● **Tâches de l'exercice**
1. Recopiez fidèlement le passage du texte sur l'Espagne et la Russie qui commence par « Allez-y parmi les » et se poursuit jusqu'à « simplement des ex-révolutionnaires. ».
2. D'après le texte sur l'Espagne et la Russie, quel genre de guerre soutient-on en Espagne ?

● **Texte fourni**
·····

Allez-y parmi les ouvriers, pour protester contre les exécutions en Russie. Ils vous répondront que cela est très mal ce qui arrive là-bas, mais qu’enfin la Russie soutient les antifascistes en Espagne et qu’il faut considérer que ce fait a une importance énorme, décisive. Et si vous insistez, les ouvriers diront qu’enfin Staline doit avoir raison, car il serait inconcevable qu’en Espagne il aide à la lutte contre les fascistes, alors qu’en Russie il tuerait des révolutionnaires ou tout simplement des ex-révolutionnaires.


se préparent les charniers de la contre-révolution.[15]

Aux ouvriers il faut dire la vérité. Et la vérité nie la prétendue contradiction entre l’action des centristes en Russie et en Espagne. Non, il y a une concordance parfaite. En Espagne, on soutient une guerre impérialiste pour l’écrasement des ouvriers, et en Russie on fait la même chose. Dans les autres pays, le centrisme, flanqué du Front Populaire, s’apprêtent à faire également la même chose pour le compte du capitalisme. Voilà la vérité. Seuls peuvent la dire aux ouvriers, ceux qui ont lutté contre la mystification de la guerre antifasciste, ou les autres qui, après l’égarement, ont compris l’énormité de leur faute et veulent reprendre la lutte pour le communisme, renforcés par la leçon terrible qu’offrent les morts d’Espagne, tous les morts, ceux sur les tranchées, qu’ils soient fascistes, antifascistes, maures, italiens ou allemands, les autres qui tombent dans l’arrière-garde fasciste, comme ceux qui tombent dans l’arrière-garde antifasciste.

·····

● **Lignes de données**

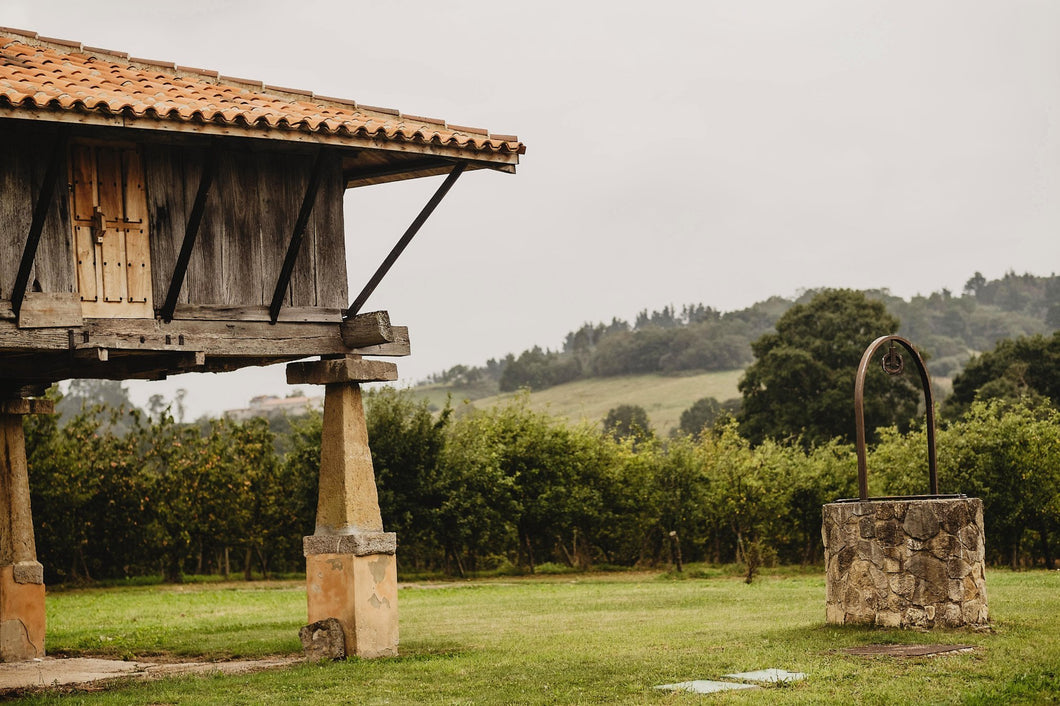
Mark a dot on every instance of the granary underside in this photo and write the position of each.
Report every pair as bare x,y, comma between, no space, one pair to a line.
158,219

·····

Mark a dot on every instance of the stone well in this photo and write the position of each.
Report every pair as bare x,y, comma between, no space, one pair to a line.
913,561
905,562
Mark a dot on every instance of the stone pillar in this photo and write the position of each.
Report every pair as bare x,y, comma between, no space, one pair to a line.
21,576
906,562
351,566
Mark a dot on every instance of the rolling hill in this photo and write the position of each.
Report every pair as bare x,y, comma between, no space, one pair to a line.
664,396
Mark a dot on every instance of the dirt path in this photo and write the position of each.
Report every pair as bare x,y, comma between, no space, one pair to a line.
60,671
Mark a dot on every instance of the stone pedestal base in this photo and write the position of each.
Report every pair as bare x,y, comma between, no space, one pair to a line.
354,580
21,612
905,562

·····

● **Réponses par tâche**
1.
Allez-y parmi les ouvriers, pour protester contre les exécutions en Russie. Ils vous répondront que cela est très mal ce qui arrive là-bas, mais qu’enfin la Russie soutient les antifascistes en Espagne et qu’il faut considérer que ce fait a une importance énorme, décisive. Et si vous insistez, les ouvriers diront qu’enfin Staline doit avoir raison, car il serait inconcevable qu’en Espagne il aide à la lutte contre les fascistes, alors qu’en Russie il tuerait des révolutionnaires ou tout simplement des ex-révolutionnaires.

2. Une guerre impérialiste pour l'écrasement des ouvriers.